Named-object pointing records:
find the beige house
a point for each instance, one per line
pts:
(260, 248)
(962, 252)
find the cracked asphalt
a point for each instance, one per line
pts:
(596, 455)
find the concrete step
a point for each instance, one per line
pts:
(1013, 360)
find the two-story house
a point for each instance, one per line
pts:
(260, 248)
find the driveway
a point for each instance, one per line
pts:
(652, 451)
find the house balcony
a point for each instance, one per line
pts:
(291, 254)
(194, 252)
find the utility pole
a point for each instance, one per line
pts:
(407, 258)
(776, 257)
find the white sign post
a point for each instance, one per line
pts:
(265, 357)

...

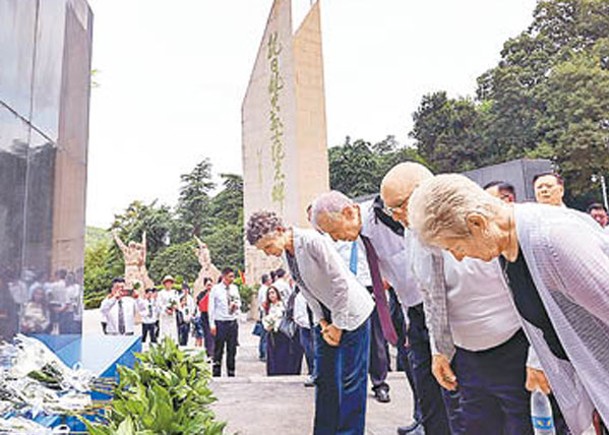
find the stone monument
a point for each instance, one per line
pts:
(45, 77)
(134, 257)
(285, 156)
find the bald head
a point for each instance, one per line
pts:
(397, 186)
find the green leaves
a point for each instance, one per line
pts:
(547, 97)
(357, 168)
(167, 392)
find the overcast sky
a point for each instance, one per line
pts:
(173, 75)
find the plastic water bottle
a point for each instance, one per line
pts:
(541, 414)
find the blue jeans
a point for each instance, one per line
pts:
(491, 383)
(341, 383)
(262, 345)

==

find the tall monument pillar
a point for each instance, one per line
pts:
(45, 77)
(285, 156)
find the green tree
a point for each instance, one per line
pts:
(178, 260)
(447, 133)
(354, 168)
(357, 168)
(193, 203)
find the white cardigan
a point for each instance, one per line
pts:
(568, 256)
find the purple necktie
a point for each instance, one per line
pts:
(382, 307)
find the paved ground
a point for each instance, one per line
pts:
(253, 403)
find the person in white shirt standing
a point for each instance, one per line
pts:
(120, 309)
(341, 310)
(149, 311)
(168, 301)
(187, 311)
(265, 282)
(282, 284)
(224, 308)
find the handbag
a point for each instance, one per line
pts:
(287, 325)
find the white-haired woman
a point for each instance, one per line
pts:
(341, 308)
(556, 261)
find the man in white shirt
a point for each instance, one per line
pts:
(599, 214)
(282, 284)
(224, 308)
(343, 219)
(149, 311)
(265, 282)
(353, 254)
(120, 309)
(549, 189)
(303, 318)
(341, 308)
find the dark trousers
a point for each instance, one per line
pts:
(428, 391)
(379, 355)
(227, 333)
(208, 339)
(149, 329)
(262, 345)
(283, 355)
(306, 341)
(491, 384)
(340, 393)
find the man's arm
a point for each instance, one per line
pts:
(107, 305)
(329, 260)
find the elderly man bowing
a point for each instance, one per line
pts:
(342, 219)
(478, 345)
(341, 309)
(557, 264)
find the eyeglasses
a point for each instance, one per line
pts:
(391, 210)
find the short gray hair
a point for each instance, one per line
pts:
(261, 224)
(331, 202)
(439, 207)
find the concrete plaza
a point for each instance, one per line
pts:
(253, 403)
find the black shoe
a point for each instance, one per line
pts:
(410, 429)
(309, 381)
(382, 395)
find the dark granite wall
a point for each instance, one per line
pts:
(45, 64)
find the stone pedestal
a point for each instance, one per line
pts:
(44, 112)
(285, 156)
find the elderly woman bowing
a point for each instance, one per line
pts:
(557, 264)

# [Your task]
Turn the lines starting at "find the beige house" and ending at "(1013, 360)" into a numbered list, skipping any blank lines. Include both of those lines and nothing outside that range.

# [Result]
1. find the beige house
2. a point for each instance, one per line
3. pts:
4. (260, 248)
5. (962, 252)
6. find the cracked asphalt
7. a point for each instance, one per line
8. pts:
9. (596, 455)
10. find the concrete step
11. a point for each instance, one per line
12. pts:
13. (1013, 360)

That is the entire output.